▶ _Natural language region descriptions_
=== Begin Enclosure ===

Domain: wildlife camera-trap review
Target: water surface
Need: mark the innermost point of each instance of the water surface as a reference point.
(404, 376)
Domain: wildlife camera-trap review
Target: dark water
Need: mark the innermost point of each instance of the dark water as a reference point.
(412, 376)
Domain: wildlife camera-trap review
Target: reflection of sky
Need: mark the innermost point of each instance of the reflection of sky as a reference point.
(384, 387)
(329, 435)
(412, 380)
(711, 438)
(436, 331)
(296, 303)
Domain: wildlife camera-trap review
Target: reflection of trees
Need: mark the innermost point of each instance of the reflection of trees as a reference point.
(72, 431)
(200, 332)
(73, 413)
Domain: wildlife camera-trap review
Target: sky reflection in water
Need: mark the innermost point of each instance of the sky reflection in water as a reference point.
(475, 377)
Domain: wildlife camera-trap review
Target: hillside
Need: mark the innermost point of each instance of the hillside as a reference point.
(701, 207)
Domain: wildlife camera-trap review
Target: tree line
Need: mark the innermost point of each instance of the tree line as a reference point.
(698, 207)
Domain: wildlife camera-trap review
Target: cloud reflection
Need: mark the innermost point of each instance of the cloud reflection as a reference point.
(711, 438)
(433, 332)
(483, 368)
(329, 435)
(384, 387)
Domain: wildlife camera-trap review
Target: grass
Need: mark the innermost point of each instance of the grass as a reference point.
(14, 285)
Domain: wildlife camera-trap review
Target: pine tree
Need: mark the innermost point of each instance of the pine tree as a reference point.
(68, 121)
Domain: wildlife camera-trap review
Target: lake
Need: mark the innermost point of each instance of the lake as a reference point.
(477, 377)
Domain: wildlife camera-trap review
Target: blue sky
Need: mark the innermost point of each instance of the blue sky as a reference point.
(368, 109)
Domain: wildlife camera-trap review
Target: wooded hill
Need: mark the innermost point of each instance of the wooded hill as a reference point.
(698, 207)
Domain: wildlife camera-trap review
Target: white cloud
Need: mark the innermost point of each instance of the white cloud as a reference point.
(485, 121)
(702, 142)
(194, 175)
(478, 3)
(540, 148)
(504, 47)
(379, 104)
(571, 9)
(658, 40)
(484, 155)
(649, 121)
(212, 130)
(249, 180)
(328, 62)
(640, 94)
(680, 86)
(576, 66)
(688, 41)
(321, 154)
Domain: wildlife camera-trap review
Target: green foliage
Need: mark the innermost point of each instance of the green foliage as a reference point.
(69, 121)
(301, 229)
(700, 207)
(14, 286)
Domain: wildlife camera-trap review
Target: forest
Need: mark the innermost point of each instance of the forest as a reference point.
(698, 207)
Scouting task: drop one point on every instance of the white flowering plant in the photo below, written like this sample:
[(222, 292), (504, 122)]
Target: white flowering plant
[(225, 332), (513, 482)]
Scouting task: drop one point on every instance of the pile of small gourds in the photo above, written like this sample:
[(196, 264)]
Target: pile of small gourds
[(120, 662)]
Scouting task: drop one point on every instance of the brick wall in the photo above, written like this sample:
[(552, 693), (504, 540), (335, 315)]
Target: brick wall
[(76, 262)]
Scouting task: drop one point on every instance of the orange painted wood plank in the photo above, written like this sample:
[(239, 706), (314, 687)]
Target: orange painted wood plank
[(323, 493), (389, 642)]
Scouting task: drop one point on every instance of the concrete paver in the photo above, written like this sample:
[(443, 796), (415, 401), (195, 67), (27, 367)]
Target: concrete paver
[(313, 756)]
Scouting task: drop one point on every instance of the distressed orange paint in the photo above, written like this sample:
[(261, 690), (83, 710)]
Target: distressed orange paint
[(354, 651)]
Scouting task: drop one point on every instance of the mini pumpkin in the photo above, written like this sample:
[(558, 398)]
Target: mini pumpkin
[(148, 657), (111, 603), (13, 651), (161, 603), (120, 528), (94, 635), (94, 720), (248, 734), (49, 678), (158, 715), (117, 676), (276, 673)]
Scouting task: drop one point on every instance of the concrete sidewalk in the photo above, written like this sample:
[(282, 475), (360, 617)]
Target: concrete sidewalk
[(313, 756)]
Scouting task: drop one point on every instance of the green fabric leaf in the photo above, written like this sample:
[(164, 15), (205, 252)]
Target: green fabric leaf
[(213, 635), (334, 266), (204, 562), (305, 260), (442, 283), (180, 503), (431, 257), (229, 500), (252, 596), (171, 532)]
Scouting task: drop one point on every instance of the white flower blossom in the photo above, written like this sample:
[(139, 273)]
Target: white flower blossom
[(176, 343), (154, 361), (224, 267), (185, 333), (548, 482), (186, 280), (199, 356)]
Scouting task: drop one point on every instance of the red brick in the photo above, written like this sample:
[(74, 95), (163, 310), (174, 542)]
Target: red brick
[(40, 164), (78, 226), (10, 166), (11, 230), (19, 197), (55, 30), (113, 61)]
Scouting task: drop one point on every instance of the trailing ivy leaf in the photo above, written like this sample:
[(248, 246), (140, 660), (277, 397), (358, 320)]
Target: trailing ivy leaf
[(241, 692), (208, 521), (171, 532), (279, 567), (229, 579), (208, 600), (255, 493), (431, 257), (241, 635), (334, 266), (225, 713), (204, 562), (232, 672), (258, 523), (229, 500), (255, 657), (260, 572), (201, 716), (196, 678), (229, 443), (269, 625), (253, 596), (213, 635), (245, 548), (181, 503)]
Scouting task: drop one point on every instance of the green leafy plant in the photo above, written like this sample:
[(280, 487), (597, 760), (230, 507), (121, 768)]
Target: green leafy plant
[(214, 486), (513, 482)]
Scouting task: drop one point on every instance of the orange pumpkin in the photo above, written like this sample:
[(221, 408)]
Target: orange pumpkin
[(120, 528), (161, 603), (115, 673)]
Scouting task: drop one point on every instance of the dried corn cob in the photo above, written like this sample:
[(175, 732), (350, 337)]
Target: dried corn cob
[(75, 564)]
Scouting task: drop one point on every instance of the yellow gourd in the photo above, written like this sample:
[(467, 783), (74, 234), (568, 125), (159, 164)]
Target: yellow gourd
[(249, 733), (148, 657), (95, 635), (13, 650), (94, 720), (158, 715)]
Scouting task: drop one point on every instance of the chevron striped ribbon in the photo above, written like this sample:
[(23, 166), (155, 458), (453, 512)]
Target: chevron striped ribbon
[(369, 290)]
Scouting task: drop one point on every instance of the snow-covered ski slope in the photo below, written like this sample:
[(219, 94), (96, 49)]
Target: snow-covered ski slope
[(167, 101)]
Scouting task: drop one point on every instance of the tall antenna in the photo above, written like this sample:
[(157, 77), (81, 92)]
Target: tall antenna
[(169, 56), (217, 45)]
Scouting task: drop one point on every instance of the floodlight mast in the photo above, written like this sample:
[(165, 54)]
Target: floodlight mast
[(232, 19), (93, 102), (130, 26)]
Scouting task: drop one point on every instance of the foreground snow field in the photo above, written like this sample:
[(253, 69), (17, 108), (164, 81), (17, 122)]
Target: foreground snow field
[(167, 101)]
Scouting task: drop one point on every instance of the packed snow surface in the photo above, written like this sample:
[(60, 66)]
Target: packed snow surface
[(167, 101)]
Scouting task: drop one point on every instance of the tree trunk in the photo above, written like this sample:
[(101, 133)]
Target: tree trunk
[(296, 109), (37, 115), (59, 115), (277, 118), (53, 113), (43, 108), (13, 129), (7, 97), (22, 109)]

=== End Enclosure ===

▶ _TO DO_
An exact reproduction of all the entries above is required.

▶ _ANSWER TO THIS EXERCISE_
Domain: wildlife camera-trap review
Target: water surface
Need: mark the innermost point of each instance of the water surface as a reference point.
(404, 376)
Domain: wildlife camera-trap review
Target: dark water
Need: mark the innermost point of each instance of the dark water as a reference point.
(412, 376)
Domain: wildlife camera-trap review
Target: reflection of sky
Need: mark the innermost point of each instance of the reflection of sky as a reference point.
(384, 387)
(329, 435)
(412, 380)
(711, 438)
(436, 331)
(296, 303)
Domain: wildlife camera-trap review
Target: reflection of trees
Need: mark the innermost point of each instance of the reflection of trees as a reference point.
(72, 431)
(200, 332)
(73, 413)
Domain: wildlife camera-trap review
Target: sky reflection in water
Need: mark the innermost point of each instance of the sky reflection in water as a reference point.
(475, 377)
Domain: wildlife camera-trap review
Target: hillside
Need: mark the innermost point of each instance of the hillside as a reference point.
(701, 207)
Domain: wildlife camera-trap review
Target: tree line
Need: mark the innermost point of each instance of the tree line as a reference point.
(698, 207)
Domain: wildlife camera-trap review
Target: cloud reflection
Need: mark the innermost point of each instance of the cloud reflection as a reference point.
(711, 438)
(433, 332)
(483, 368)
(329, 435)
(384, 387)
Domain: wildlife camera-trap review
Target: grass
Need: mark the innermost point of each instance of the grass as a reference point.
(14, 285)
Domain: wildlife camera-trap review
Target: pine tree
Need: mark the innermost point of each instance of the pine tree as a reference point.
(68, 121)
Domain: wildlife camera-trap review
Target: lake
Need: mark the innermost point of each instance of the lake as a reference point.
(477, 377)
Domain: wildlife camera-trap review
Target: blue sky
Need: mark the innermost point of each instance of the blue sky as a reference point.
(368, 109)
Domain: wildlife camera-trap review
Target: wooded hill
Need: mark the innermost point of each instance of the wooded hill as a reference point.
(698, 207)
Domain: wildlife camera-trap review
Target: white cloud
Need: mark the innermost point of each instance of the white cloud as a reference point.
(485, 121)
(702, 142)
(194, 175)
(478, 3)
(540, 148)
(504, 47)
(379, 104)
(571, 9)
(658, 40)
(484, 155)
(649, 121)
(212, 130)
(249, 180)
(328, 62)
(640, 94)
(680, 86)
(576, 66)
(688, 41)
(321, 154)
Domain: wildlife camera-trap review
Target: green foliage
Need: mark the innermost point of each instance of the green foliage as a reference point.
(69, 121)
(301, 229)
(700, 207)
(14, 286)
Domain: wildlife camera-trap review
Target: forest
Need: mark the innermost point of each instance of the forest as a reference point.
(698, 207)
Scouting task: drop one point on every instance of the white flowering plant in the photo below, written like this sample:
[(222, 292), (504, 122)]
Target: white flowering plant
[(225, 332), (513, 482)]
Scouting task: drop one point on every instance of the pile of small gourds in the photo above, written like this sample:
[(196, 264)]
Target: pile of small gourds
[(120, 662)]
Scouting task: drop one point on every instance of the brick wall in the photo above, written like this sample:
[(552, 693), (504, 540), (335, 315)]
Target: brick wall
[(76, 262)]
Scouting task: drop one point on every instance of the orange painted wood plank in the photo above, written like this sample:
[(239, 706), (314, 687)]
Target: orange painted wood plank
[(323, 493), (389, 642)]
Scouting task: drop one point on every instance of the concrete paver in the photo above, written like this sample:
[(443, 796), (415, 401), (195, 67), (27, 367)]
Target: concrete paver
[(313, 756)]
Scouting task: drop one point on every instance of the distressed orange paint in the photo above, written like this sample:
[(261, 690), (83, 710)]
Target: distressed orange paint
[(354, 651)]
Scouting task: drop one point on every instance of the mini pumpkin in the photo above, written like this sample:
[(558, 398)]
Target: mini pumpkin
[(148, 657), (111, 603), (13, 651), (161, 603), (120, 528), (94, 635), (94, 720), (248, 734), (49, 678), (158, 715), (117, 676), (276, 673)]
Scouting task: drop one point on every instance of the concrete sidewalk in the photo above, written like this sample:
[(282, 475), (360, 617)]
Target: concrete sidewalk
[(313, 756)]
Scouting task: drop one point on every instance of the green fabric leaf in the photo above, written like this sample:
[(164, 15), (205, 252)]
Target: green fabric leaf
[(213, 635), (334, 266), (204, 562), (305, 260), (442, 283), (180, 503), (431, 257), (229, 500), (252, 596), (171, 532)]
Scouting task: drop one point on every instance of the white flower blossom in the photo above, written like this sample:
[(139, 273)]
Target: white flower blossom
[(176, 343), (154, 361), (224, 267), (185, 333), (548, 482), (186, 280), (199, 356)]
Scouting task: drop one point on every instance of the red brick in the photo above, written like this sample:
[(74, 95), (163, 310), (174, 542)]
Target: red brick
[(40, 164), (78, 226), (10, 166), (11, 230), (19, 197), (55, 30), (113, 61)]
Scouting task: drop one point on every instance of the trailing ivy leaf in the photo above, written like this sample:
[(248, 246), (140, 660), (277, 397), (358, 320)]
Target: trailing ivy leaf
[(241, 692), (208, 521), (171, 532), (279, 567), (229, 579), (208, 600), (255, 493), (431, 257), (241, 635), (334, 266), (225, 713), (204, 562), (232, 672), (258, 523), (229, 500), (255, 657), (260, 572), (201, 716), (196, 678), (229, 443), (269, 625), (253, 596), (213, 635), (245, 548), (181, 503)]
Scouting task: drop one point on every instance of the green leafy plant in the photo above, written like this sample:
[(280, 487), (597, 760), (230, 507), (121, 768)]
Target: green leafy plant
[(214, 486), (513, 482)]
Scouting task: drop one point on every instance of the orange pumpkin in the photo above, written like this sample:
[(221, 408)]
Target: orange pumpkin
[(120, 528), (161, 603), (115, 673)]
Scouting task: drop one point on every instance of the dried corn cob in the photo above, written like this sample:
[(175, 732), (350, 337)]
Target: dried corn cob
[(75, 564)]
Scouting task: drop one point on every instance of the yellow gourd in the photo above, written like this sample:
[(467, 783), (74, 234), (568, 125), (159, 164)]
Target: yellow gourd
[(249, 733), (148, 657), (95, 635), (13, 650), (94, 720), (158, 715)]
Scouting task: drop one point on every instance of the chevron striped ribbon in the photo above, written like this sample:
[(23, 166), (155, 458), (453, 512)]
Target: chevron striped ribbon
[(369, 290)]
Scouting task: drop one point on every instance of the snow-covered ski slope in the photo below, written like this sample:
[(219, 94), (96, 49)]
Target: snow-covered ski slope
[(167, 101)]
Scouting task: drop one point on every instance of the tall antenna in the photo above, written like this sample:
[(157, 77), (81, 92)]
Target: tall antenna
[(169, 56), (217, 45)]
Scouting task: drop one point on every instance of the floodlight mast in the photo above, written like this sample:
[(165, 54)]
Target: floodlight mast
[(232, 19), (93, 102), (130, 26)]
Scouting task: drop one point on every instance of the foreground snow field in the photo above, written like this sample:
[(253, 69), (17, 108), (164, 81), (17, 122)]
Target: foreground snow field
[(167, 101)]
Scouting task: drop one point on every instance of the packed snow surface in the photo above, written like this sample:
[(60, 66)]
Target: packed snow surface
[(167, 101)]
Scouting task: drop one point on every instance of the tree trunk in the photo above, written like this sample:
[(101, 133)]
Target: tree trunk
[(296, 109), (37, 115), (59, 115), (277, 118), (53, 113), (43, 108), (13, 129), (7, 97), (22, 109)]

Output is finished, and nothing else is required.